* **EXERCISE**
Repeat nothing but the line containing "Query: chair leg" and the lines that follow it, up to and including the last line of the data below.
= = = = =
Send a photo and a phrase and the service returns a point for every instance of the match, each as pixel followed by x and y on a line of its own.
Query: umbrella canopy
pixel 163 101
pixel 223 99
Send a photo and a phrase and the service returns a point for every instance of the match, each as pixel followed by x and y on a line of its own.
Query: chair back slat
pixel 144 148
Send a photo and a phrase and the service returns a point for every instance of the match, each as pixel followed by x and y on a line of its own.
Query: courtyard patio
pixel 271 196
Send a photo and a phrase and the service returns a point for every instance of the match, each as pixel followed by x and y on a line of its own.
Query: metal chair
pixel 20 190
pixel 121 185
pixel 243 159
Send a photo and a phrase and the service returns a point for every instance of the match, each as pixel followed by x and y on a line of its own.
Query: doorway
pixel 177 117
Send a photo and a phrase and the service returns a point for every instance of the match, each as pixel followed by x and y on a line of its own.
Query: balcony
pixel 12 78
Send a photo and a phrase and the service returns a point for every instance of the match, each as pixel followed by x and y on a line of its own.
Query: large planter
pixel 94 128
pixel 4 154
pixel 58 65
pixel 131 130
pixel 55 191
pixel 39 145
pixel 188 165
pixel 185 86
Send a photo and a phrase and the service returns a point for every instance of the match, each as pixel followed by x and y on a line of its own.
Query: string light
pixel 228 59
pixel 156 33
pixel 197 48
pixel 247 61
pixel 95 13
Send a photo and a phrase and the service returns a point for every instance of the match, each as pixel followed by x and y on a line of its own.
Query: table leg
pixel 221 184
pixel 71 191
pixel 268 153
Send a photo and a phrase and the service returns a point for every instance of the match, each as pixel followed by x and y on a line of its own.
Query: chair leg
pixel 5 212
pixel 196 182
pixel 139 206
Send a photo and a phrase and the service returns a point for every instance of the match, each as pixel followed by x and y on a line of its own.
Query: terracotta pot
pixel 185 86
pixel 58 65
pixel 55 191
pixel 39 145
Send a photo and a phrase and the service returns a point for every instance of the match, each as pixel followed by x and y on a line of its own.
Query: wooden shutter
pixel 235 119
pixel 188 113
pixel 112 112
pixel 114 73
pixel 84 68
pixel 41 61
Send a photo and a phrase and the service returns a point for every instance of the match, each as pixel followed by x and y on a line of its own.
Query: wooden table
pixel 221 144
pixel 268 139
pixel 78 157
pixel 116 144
= = = = =
* **WRITTEN ANSWER**
Query: chair leg
pixel 5 212
pixel 196 182
pixel 139 206
Send a photo and a phrase and the service returns a point for every instance of the match, each as pixel followed by x and y on a line of its own.
Query: terracotta pot
pixel 185 86
pixel 58 65
pixel 55 191
pixel 39 145
Send a photo and a phrase and the service returns a point for every instance of the match, each as pixel followed by x and y on a line of its own.
Query: wooden shutter
pixel 235 119
pixel 188 113
pixel 112 112
pixel 114 73
pixel 84 68
pixel 41 61
Send a photo and a phrase and the service returns a point for every instance of the match, each as pixel followed by x and y on a line of its own.
Query: wooden table
pixel 221 144
pixel 268 139
pixel 78 157
pixel 116 144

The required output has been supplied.